Instructions for the task: Output all entries precisely.
-------
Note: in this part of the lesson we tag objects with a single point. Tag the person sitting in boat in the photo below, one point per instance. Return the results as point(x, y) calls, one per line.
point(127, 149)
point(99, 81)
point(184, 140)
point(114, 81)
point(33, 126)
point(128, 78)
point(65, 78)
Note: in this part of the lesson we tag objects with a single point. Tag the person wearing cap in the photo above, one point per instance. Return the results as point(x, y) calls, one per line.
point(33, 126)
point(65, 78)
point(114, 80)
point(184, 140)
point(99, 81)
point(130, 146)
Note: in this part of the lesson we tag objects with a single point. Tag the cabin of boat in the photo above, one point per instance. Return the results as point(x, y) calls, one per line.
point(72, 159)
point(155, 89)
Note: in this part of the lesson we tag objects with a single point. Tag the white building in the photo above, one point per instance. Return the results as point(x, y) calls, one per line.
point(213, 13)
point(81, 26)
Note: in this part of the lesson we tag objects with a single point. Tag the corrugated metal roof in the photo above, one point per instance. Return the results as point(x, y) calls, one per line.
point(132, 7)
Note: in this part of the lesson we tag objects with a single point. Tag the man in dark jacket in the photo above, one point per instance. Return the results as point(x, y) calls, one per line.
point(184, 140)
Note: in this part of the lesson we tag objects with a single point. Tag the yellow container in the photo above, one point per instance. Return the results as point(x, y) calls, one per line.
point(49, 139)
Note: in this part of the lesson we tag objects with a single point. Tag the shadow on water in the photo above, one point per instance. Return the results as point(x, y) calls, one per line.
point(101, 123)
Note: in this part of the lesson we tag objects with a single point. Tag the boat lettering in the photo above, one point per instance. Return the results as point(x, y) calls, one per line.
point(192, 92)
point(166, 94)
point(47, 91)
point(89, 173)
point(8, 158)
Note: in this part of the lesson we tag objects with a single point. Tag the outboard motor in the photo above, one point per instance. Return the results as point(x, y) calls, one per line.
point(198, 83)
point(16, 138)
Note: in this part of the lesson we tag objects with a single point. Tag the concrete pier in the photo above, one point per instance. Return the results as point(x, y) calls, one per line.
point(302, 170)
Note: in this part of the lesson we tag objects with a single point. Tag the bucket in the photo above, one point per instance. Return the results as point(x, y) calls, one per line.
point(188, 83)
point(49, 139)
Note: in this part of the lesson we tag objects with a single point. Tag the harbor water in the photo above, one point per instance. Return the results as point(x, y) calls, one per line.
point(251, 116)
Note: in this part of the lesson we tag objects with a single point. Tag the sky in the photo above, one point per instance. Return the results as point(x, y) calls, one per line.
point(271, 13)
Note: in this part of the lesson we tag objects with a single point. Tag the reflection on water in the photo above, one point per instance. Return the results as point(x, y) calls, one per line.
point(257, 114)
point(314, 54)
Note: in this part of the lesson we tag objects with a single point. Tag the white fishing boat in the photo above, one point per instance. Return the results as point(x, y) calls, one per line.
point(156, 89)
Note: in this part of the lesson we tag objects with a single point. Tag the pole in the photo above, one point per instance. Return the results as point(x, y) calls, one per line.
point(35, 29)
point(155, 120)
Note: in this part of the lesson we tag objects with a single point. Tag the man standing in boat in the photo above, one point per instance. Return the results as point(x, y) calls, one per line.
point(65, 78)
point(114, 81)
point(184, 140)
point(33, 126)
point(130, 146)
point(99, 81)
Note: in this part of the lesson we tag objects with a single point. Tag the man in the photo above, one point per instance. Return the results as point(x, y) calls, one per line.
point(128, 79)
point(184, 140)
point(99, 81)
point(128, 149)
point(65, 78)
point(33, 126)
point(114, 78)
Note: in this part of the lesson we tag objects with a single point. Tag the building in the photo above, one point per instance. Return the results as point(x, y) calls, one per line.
-------
Written answer:
Note: in this part of the lesson we tag objects with a single point. Tag the person sitting in boat in the photo below, one point per instance. Return the results as point(x, y) calls, one per line.
point(127, 149)
point(99, 81)
point(184, 140)
point(114, 81)
point(33, 126)
point(128, 78)
point(65, 78)
Note: in this part of the lesson we tag objects with a single point. Tag the person wearing cap in the photo above, one point per instance. Return the results as point(x, y) calls, one per line.
point(33, 126)
point(65, 78)
point(114, 80)
point(184, 140)
point(99, 81)
point(130, 146)
Note: in this part of the lesson we tag objects with a single point. Tag the cabin of boat in the photo above, one point per instance. Return the results as point(x, y) calls, one per line.
point(72, 159)
point(155, 89)
Note: in this part of the lesson we tag objects with a single point. Tag the white building in the photo above, one point per instance. Return the results as point(x, y) calls, one per line.
point(213, 13)
point(81, 26)
Note: in this part of the lesson we tag objects with a single point. Tag the corrugated metal roof in the photo above, one point per instance. Return the results as point(x, y) calls, one per line.
point(132, 7)
Note: in this part of the lesson we tag objects with a single point. Tag the man in dark jacket in the photo above, one point per instance. Return the results as point(x, y) calls, one per line.
point(184, 140)
Note: in this part of the lesson we tag objects with a single point. Tag the yellow container in the photo above, one point per instance. Return the results as point(x, y) calls, one per line.
point(49, 139)
Note: in this part of the lesson we tag objects with a single point. Tag the shadow on water in the photo above, one point per instance. Return the results as point(x, y) calls, one per line.
point(101, 123)
Note: in this part of the lesson we tag objects with a single point. Tag the boat lettering in the photo above, one point per instance. Return the results as point(x, y) calls, one per line.
point(192, 92)
point(166, 94)
point(47, 91)
point(89, 173)
point(8, 158)
Note: in this part of the lesson we tag objects with a single point. Tag the outboard motor in the photo above, one point per instance. Return the results as point(x, y) calls, one per line.
point(198, 83)
point(16, 138)
Note: in this part of the lesson we tag objects with a single point. Tag the concrete pier in the photo above, one point per instance. Return the results as point(x, y) calls, one per line.
point(302, 170)
Note: in this part of the lesson we tag objects with a single point. Tag the bucket in the photo above, one point per instance. Return the results as point(x, y) calls, one per line.
point(188, 83)
point(49, 139)
Note: in this part of the lesson we tag objects with a single point. Tag the harbor water in the photo above, one point per instance. Return the results as point(x, y) calls, one per line.
point(251, 116)
Note: in this part of the lesson we tag objects with a single point. Tag the sky in the photo above, one point per instance. Return the results as point(x, y) calls, one per line.
point(271, 13)
Note: in this part of the lesson we tag objects with a single point. Tag the reflection on water in the photo above, one point per instance. Return the results as point(x, y) calls, one per line.
point(257, 114)
point(314, 54)
Note: in this part of the lesson we tag objects with a single point. Tag the white fishing boat in the photo above, one point per instance. Return the results as point(x, y) calls, one per line.
point(156, 89)
Note: in this part of the lesson we tag objects with a single point. Tag the pole in the photo above, one point per instance. Return the results as point(x, y) calls, one per line.
point(35, 29)
point(155, 120)
Note: in this part of the lesson we tag objects with a single point. Tag the man standing in boat in the photo above, one point per instance. Return the results as point(x, y) calls, one per line.
point(65, 78)
point(114, 81)
point(184, 140)
point(33, 126)
point(130, 146)
point(99, 81)
Note: in this part of the lesson we tag objects with a single point. Tag the man in the photo above, one point per instance. Return the results as point(x, y) calls, one per line.
point(128, 79)
point(184, 140)
point(99, 81)
point(128, 149)
point(65, 78)
point(33, 126)
point(114, 78)
Note: in this part of the lesson we tag objects with a single point. Tag the building in the photo above, one point per instance. Return the results as point(x, y) calls, one per line.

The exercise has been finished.